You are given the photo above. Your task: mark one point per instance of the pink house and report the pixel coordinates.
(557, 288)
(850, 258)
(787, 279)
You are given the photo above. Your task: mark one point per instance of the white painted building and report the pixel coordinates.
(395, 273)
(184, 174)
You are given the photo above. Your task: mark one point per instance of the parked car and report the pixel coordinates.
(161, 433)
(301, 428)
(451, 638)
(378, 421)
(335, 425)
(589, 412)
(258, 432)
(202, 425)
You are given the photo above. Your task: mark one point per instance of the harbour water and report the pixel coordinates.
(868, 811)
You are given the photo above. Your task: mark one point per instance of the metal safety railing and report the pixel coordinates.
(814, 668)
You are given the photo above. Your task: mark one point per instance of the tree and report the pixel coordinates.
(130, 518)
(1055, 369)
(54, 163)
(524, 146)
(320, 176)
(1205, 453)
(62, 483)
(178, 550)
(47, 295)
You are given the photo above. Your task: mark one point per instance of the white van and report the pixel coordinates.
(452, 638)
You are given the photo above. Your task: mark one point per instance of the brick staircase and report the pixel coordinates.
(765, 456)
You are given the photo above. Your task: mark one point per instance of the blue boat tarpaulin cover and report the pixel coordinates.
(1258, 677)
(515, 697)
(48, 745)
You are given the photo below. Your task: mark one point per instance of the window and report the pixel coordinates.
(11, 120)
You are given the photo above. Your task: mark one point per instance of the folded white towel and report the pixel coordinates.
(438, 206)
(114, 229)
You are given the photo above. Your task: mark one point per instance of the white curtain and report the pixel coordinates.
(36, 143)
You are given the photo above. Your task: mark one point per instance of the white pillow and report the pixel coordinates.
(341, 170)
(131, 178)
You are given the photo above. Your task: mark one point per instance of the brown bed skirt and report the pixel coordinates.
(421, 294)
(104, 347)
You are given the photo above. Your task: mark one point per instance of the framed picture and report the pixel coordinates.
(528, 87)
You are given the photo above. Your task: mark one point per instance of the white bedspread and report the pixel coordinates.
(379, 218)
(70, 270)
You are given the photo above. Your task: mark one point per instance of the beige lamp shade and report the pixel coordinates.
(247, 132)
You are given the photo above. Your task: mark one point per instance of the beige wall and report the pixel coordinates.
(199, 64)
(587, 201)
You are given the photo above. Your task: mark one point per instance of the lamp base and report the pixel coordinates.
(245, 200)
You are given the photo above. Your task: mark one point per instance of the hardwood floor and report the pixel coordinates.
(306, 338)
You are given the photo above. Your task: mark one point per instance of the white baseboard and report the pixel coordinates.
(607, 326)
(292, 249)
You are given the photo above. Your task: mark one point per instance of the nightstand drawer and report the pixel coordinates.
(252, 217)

---+---

Problem requirements: Rewrite the material above as a numbered list, beginning at the line that contains "shade and report the pixel coordinates." and running through its final line. Leave out any blank lines.

Response to the task:
1. You are given the photo above. Your task: mark one point per instance of the beige lamp shade and report the pixel coordinates.
2. (247, 132)
3. You are given the photo above. Your task: mark one point per instance of the beige wall and report the pixel coordinates.
4. (199, 64)
5. (587, 201)
6. You are given the photo above. Your task: mark one point per instance of the lamp base and report the pixel coordinates.
7. (245, 200)
8. You are given the photo above. Your task: mark one point per instance of the hardwood floor and report the pixel coordinates.
9. (306, 338)
10. You are given the photo above. Your task: mark one point per instance of the white baseboard and report the pixel coordinates.
11. (607, 326)
12. (292, 249)
13. You are given the photo above. Your task: mark one point per instance of the nightstand drawer and report the pixel coordinates.
14. (252, 217)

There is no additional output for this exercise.